* _Problems to solve_
A) In the battery degradation text, which method is used to identify the outliers?
B) List the factors that the battery degradation text names as causes of points with large deviation.
C) Rewrite the stretch of the battery degradation text from "Due to the influence" through "to i cycle.", replacing "outliers" with "anomalous points".

* _Quoted passage_
────────────────────
Due to the influence of technological level, connection conditions, environment, and other factors, there will be some points with large deviation in the battery degradation data, these are outliers. The outliers will reduce the accuracy of the prediction model and should be eliminated. The Letts criterion method is used to identify the outliers, the method description is as follows:

In a row of measurement results with equal precision, if the absolute value of residual V_i corresponding to the measurement value X_i meets |V_i|_max > 3σ_x, the value X_i is an outlier, which should be removed. The calculation equation of residual and standard deviation is as follows: $V_i=X_i-\overline{X}$, $\sigma =\sqrt{{\displaystyle \sum _{i=1}^n{V}_i^2}/(n-1)}$. In this paper, the capacity fade per cycle is taken as the measured value, and X is the average value of the capacity fade from 1 to i cycle.

(2)

Adaptive evolution method

In the proposed adaptive evolution method, the cycle of model evolution will be dynamically adjusted according to the error between the predicted and measured results. The initial cycle of model evolution is n, and the acceptable range of error is determined to be E_r%. If the error is within the acceptable range, the evolution cycle will be maintained or extended to n + n/2. Otherwise, the evolution cycle should be reduced to n/2.

(3)

Bayesian estimation algorithm

To continuously estimate the parameters of the accumulated usage data of lithium-ion batteries, the Bayesian algorithm is introduced. If the historical degradation data of lithium batteries obey the normal distribution N (μ₀, σ₀²), the measured usage data obey the normal distribution N (μ, σ²). The Bayesian estimation algorithm for normal distribution is described as follows:

When σ² is known and the conjugate prior distribution of μ is the normal distribution N (μ₀, σ₀²), the posterior distribution of μ can be deduced by the following equation:

$$\mu | \overline{x}~N\left(a,b^2\right),a=\frac{\frac{1}{{\sigma }_0^2}{\mu }_0+\frac{n}{{\sigma }^2}\overline{x}}{\frac{1}{{\sigma }_0^2}+\frac{n}{{\sigma }^2}},\frac{1}{b^2}=\frac{1}{{\sigma }_0^2}+\frac{n}{{\sigma }^2}$$

(15)
────────────────────
[Coordinate annotation entries]

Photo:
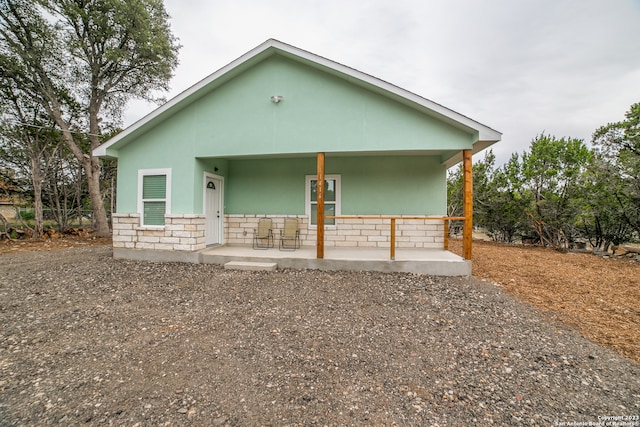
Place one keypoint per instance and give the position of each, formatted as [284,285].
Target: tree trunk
[36,181]
[92,170]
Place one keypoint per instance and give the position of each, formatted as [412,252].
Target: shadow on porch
[426,261]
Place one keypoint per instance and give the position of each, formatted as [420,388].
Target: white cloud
[521,67]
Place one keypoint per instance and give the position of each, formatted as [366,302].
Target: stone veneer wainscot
[371,232]
[180,233]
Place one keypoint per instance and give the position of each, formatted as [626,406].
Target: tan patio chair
[263,235]
[290,235]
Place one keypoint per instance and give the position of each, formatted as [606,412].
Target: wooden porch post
[467,233]
[320,200]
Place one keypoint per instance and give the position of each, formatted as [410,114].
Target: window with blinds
[154,199]
[331,199]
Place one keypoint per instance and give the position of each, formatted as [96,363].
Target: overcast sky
[521,67]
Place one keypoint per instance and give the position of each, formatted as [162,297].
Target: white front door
[212,210]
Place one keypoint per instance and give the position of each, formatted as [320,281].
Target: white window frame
[167,209]
[307,197]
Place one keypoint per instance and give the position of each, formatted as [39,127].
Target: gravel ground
[86,339]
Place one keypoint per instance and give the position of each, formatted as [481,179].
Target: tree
[552,171]
[619,143]
[602,221]
[81,61]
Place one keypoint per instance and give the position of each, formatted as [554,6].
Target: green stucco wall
[370,185]
[361,131]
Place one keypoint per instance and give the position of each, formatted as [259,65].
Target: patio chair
[290,235]
[263,235]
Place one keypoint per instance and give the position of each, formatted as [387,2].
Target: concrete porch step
[251,266]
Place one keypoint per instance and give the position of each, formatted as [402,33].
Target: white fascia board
[485,133]
[102,149]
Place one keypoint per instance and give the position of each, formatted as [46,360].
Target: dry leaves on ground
[599,296]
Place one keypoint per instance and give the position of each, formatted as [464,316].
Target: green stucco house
[244,142]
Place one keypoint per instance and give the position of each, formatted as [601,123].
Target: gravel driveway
[86,339]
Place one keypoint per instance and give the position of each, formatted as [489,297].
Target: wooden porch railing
[392,246]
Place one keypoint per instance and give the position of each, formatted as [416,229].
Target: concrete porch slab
[250,266]
[423,261]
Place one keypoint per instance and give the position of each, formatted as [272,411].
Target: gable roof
[486,135]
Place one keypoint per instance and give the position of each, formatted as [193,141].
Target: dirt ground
[599,296]
[89,340]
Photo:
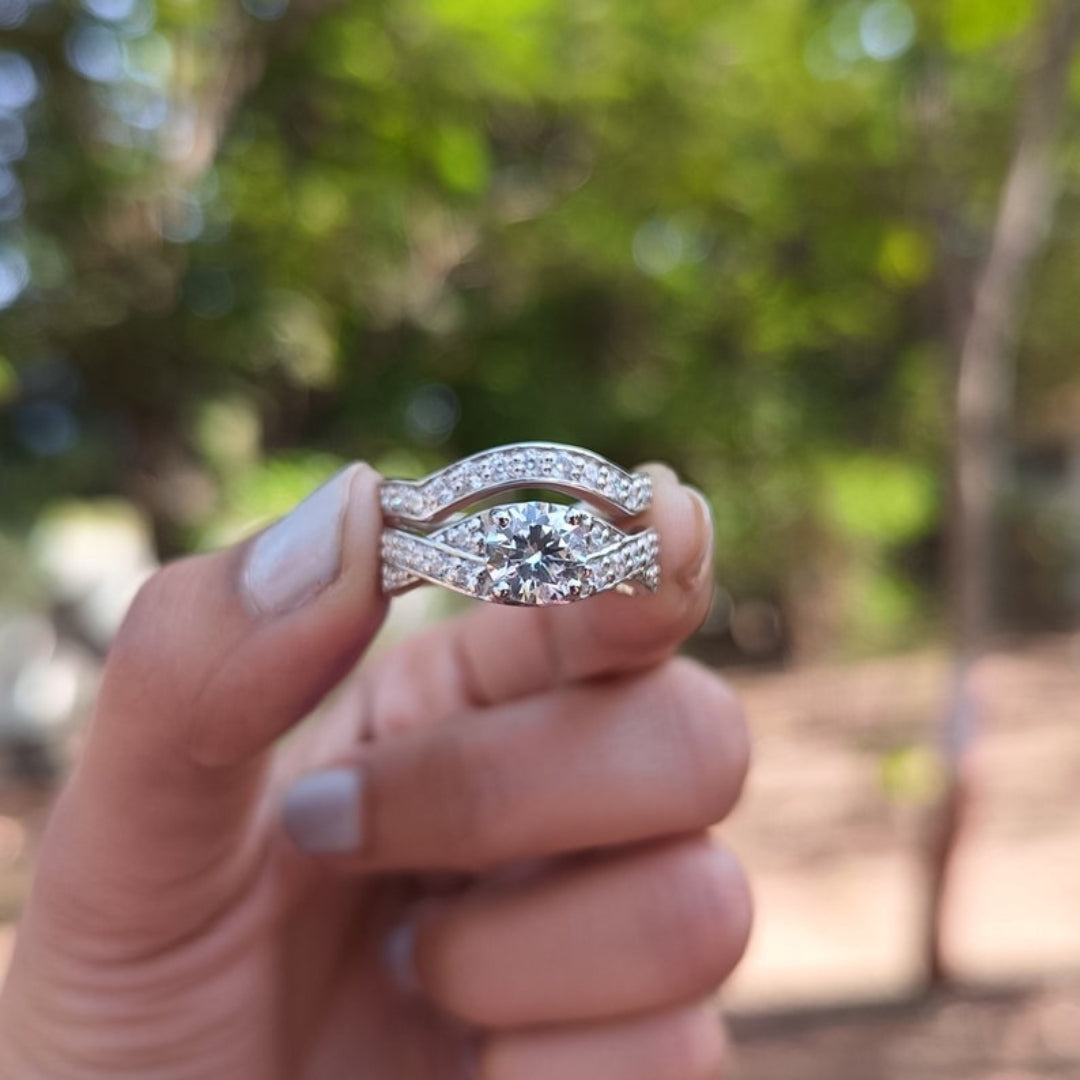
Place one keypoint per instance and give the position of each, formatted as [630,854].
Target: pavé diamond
[534,554]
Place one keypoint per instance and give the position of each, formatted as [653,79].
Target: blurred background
[822,256]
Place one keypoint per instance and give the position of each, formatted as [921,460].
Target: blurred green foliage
[250,242]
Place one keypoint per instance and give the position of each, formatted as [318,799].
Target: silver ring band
[530,553]
[552,466]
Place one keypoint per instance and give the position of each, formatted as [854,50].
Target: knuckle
[701,917]
[707,726]
[467,780]
[448,976]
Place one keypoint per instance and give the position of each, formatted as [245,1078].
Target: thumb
[218,656]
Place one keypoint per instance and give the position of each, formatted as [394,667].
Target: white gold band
[553,466]
[529,553]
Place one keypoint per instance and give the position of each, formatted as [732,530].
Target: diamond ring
[522,553]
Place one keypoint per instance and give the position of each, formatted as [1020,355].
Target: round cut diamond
[534,554]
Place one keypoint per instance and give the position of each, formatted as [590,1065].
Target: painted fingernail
[703,539]
[299,555]
[399,956]
[322,811]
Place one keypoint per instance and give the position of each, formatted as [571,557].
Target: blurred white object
[93,556]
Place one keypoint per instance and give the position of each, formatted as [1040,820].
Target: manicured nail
[299,555]
[399,955]
[322,811]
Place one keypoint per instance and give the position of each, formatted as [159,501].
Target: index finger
[496,653]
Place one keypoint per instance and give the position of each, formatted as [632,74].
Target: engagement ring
[522,553]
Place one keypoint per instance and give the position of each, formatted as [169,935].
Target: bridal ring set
[534,553]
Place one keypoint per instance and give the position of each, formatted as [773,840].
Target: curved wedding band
[522,553]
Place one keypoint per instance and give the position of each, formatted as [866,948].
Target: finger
[582,766]
[496,652]
[632,933]
[682,1043]
[218,655]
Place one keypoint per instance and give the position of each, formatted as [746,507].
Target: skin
[536,895]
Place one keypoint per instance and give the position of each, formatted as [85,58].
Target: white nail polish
[299,555]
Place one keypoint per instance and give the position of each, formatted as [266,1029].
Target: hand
[486,859]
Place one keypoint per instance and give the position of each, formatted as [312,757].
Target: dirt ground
[833,829]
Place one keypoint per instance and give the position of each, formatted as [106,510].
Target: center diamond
[534,553]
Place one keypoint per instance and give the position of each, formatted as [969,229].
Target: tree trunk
[983,407]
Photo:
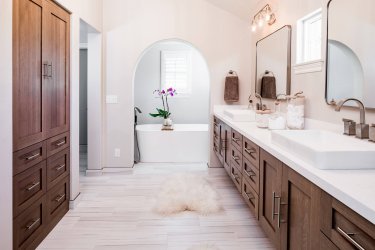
────────────────────
* _Responses in order_
A) The Letts criterion method.

B) Technological level, connection conditions, environment

C)
Due to the influence of technological level, connection conditions, environment, and other factors, there will be some points with large deviation in the battery degradation data, these are anomalous points. The anomalous points will reduce the accuracy of the prediction model and should be eliminated. The Letts criterion method is used to identify the anomalous points, the method description is as follows:

In a row of measurement results with equal precision, if the absolute value of residual V_i corresponding to the measurement value X_i meets |V_i|_max > 3σ_x, the value X_i is an outlier, which should be removed. The calculation equation of residual and standard deviation is as follows: $V_i=X_i-\overline{X}$, $\sigma =\sqrt{{\displaystyle \sum _{i=1}^n{V}_i^2}/(n-1)}$. In this paper, the capacity fade per cycle is taken as the measured value, and X is the average value of the capacity fade from 1 to i cycle.